• [MATERIAL TO PROCESS]:
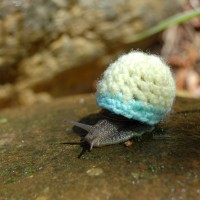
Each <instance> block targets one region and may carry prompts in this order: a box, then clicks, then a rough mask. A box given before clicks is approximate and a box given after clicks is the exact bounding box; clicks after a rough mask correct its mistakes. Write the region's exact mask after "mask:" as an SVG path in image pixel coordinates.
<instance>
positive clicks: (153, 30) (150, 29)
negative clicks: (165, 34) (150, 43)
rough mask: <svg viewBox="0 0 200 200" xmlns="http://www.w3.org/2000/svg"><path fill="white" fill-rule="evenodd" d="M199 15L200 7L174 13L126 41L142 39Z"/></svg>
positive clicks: (134, 40) (135, 40) (181, 22)
mask: <svg viewBox="0 0 200 200" xmlns="http://www.w3.org/2000/svg"><path fill="white" fill-rule="evenodd" d="M198 16H200V9H196V10H192V11H187V12H183V13H180V14H177V15H174V16H172V17H169V18H168V19H166V20H164V21H163V22H161V23H159V24H158V25H156V26H154V27H152V28H150V29H148V30H146V31H142V32H140V33H138V34H135V35H133V36H131V37H129V38H128V39H126V40H125V43H133V42H138V41H140V40H142V39H145V38H147V37H149V36H152V35H154V34H156V33H158V32H160V31H163V30H164V29H166V28H168V27H169V26H172V25H174V24H181V23H184V22H186V21H188V20H190V19H192V18H194V17H198Z"/></svg>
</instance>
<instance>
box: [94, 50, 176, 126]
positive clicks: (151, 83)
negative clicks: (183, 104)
mask: <svg viewBox="0 0 200 200" xmlns="http://www.w3.org/2000/svg"><path fill="white" fill-rule="evenodd" d="M175 93H176V87H175V81H174V79H173V76H172V73H171V71H170V68H169V67H168V66H167V64H166V63H165V62H164V61H163V60H162V59H161V58H160V57H158V56H156V55H149V54H146V53H143V52H138V51H133V52H130V53H128V54H126V55H123V56H121V57H119V58H118V59H117V60H116V61H115V62H114V63H112V64H110V66H109V67H108V68H107V69H106V71H105V72H104V74H103V77H102V79H101V80H100V81H99V83H98V86H97V104H98V105H99V106H100V107H103V108H105V109H108V110H110V111H111V112H114V113H115V114H120V115H123V116H124V117H127V118H129V119H134V120H138V121H140V122H145V123H147V124H151V125H153V124H156V123H158V122H160V121H161V120H162V119H163V118H164V116H165V115H166V114H167V113H169V112H170V110H171V107H172V104H173V101H174V97H175Z"/></svg>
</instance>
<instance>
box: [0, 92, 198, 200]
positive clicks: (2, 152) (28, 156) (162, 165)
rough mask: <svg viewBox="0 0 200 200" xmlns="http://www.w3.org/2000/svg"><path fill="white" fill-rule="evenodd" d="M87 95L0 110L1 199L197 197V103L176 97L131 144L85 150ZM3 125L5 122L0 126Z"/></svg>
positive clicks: (96, 113) (187, 198)
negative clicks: (82, 134) (75, 125)
mask: <svg viewBox="0 0 200 200" xmlns="http://www.w3.org/2000/svg"><path fill="white" fill-rule="evenodd" d="M99 111H100V109H99V108H98V107H97V106H96V102H95V96H94V95H79V96H71V97H68V98H63V99H60V100H57V101H54V102H52V103H49V104H38V105H35V106H32V107H24V108H17V109H8V110H4V111H1V112H0V119H3V120H2V121H3V122H2V123H0V128H1V131H0V199H66V197H67V199H145V200H146V199H200V148H199V144H200V101H199V100H190V99H181V98H177V100H176V102H175V105H174V108H173V111H172V113H171V114H170V115H169V116H168V117H167V118H166V120H165V121H163V122H162V123H160V124H158V125H157V126H156V128H155V130H154V131H153V132H152V133H149V134H146V135H144V137H142V139H140V140H133V144H132V145H128V146H126V145H124V144H117V145H110V146H105V147H101V148H94V149H93V150H92V151H91V152H89V151H87V146H84V145H82V144H81V143H80V139H81V136H80V135H82V134H84V133H85V132H84V131H82V130H81V129H79V128H77V127H73V126H71V125H69V124H65V123H64V122H63V121H64V119H73V120H77V121H80V120H81V121H83V122H85V123H88V124H94V123H95V120H97V113H98V112H99ZM4 119H6V122H4V121H5V120H4Z"/></svg>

• [EXERCISE DIRECTIONS]: Every line above should be duplicated exactly; the pictures are to be left out.

• [EXERCISE SOLUTION]:
Each <instance> block targets one region and may carry prompts in this order: a box, then clicks, then a rough mask. A box given before clicks is approximate and a box given after clicks is the exact bounding box; clicks after a rough mask correct its mistakes. Write the region's exact mask after "mask:" as an SVG path in image pixel coordinates.
<instance>
positive clicks: (153, 30) (150, 29)
negative clicks: (165, 34) (150, 43)
rough mask: <svg viewBox="0 0 200 200" xmlns="http://www.w3.org/2000/svg"><path fill="white" fill-rule="evenodd" d="M199 15L200 7L174 13L126 41L142 39Z"/></svg>
positive clicks: (134, 40) (135, 40) (181, 22)
mask: <svg viewBox="0 0 200 200" xmlns="http://www.w3.org/2000/svg"><path fill="white" fill-rule="evenodd" d="M198 16H200V9H196V10H192V11H187V12H183V13H180V14H177V15H174V16H172V17H169V18H168V19H166V20H164V21H163V22H161V23H159V24H158V25H156V26H154V27H152V28H150V29H148V30H146V31H142V32H140V33H138V34H135V35H133V36H131V37H129V38H128V39H126V40H125V43H133V42H138V41H140V40H142V39H145V38H147V37H149V36H152V35H154V34H156V33H158V32H160V31H163V30H164V29H166V28H168V27H169V26H172V25H174V24H181V23H184V22H186V21H188V20H190V19H192V18H194V17H198Z"/></svg>
</instance>
<instance>
box: [94, 50, 176, 126]
positive clicks: (151, 83)
negative clicks: (183, 104)
mask: <svg viewBox="0 0 200 200" xmlns="http://www.w3.org/2000/svg"><path fill="white" fill-rule="evenodd" d="M175 93H176V87H175V81H174V79H173V76H172V73H171V71H170V68H169V67H168V66H167V64H166V63H165V62H164V61H163V60H162V59H161V58H160V57H158V56H156V55H149V54H146V53H143V52H138V51H133V52H130V53H128V54H126V55H123V56H121V57H119V58H118V59H117V60H116V61H115V62H114V63H112V64H110V66H109V67H108V68H107V69H106V71H105V72H104V74H103V77H102V79H101V80H100V81H99V83H98V86H97V104H98V105H99V106H100V107H103V108H105V109H108V110H110V111H111V112H114V113H115V114H120V115H123V116H124V117H127V118H129V119H134V120H138V121H140V122H145V123H147V124H151V125H153V124H156V123H158V122H160V121H161V120H162V119H163V118H164V116H165V115H166V114H167V113H169V112H170V110H171V107H172V104H173V101H174V97H175Z"/></svg>
</instance>
<instance>
box: [0, 92, 198, 200]
positive clicks: (2, 152) (28, 156) (162, 165)
rough mask: <svg viewBox="0 0 200 200" xmlns="http://www.w3.org/2000/svg"><path fill="white" fill-rule="evenodd" d="M87 95L0 110L1 199L197 197V103L176 97L131 144L85 150ZM3 125L5 122L0 126Z"/></svg>
positive clicks: (96, 113) (187, 198)
negative clicks: (82, 134) (75, 125)
mask: <svg viewBox="0 0 200 200" xmlns="http://www.w3.org/2000/svg"><path fill="white" fill-rule="evenodd" d="M99 111H100V109H99V108H98V107H97V106H96V102H95V96H94V95H79V96H71V97H68V98H63V99H60V100H57V101H54V102H52V103H49V104H38V105H35V106H32V107H24V108H17V109H8V110H4V111H1V112H0V119H3V120H2V121H3V122H2V123H0V128H1V131H0V199H66V197H67V199H145V200H146V199H200V148H199V144H200V101H199V100H190V99H181V98H177V100H176V102H175V105H174V108H173V111H172V113H171V114H170V115H169V116H168V117H167V118H166V120H165V121H163V122H162V123H160V124H158V125H157V126H156V128H155V130H154V131H153V132H152V133H149V134H146V135H144V137H142V139H140V140H133V144H132V145H128V146H126V145H124V144H117V145H110V146H105V147H101V148H94V149H93V150H92V151H91V152H89V151H87V146H84V145H82V144H81V143H80V139H81V136H80V135H82V134H84V133H85V132H84V131H82V130H81V129H79V128H77V127H73V126H71V125H69V124H65V123H64V122H63V121H64V119H73V120H77V121H80V120H81V121H83V122H85V123H88V124H94V123H95V120H97V113H98V112H99ZM4 119H6V122H4V121H5V120H4Z"/></svg>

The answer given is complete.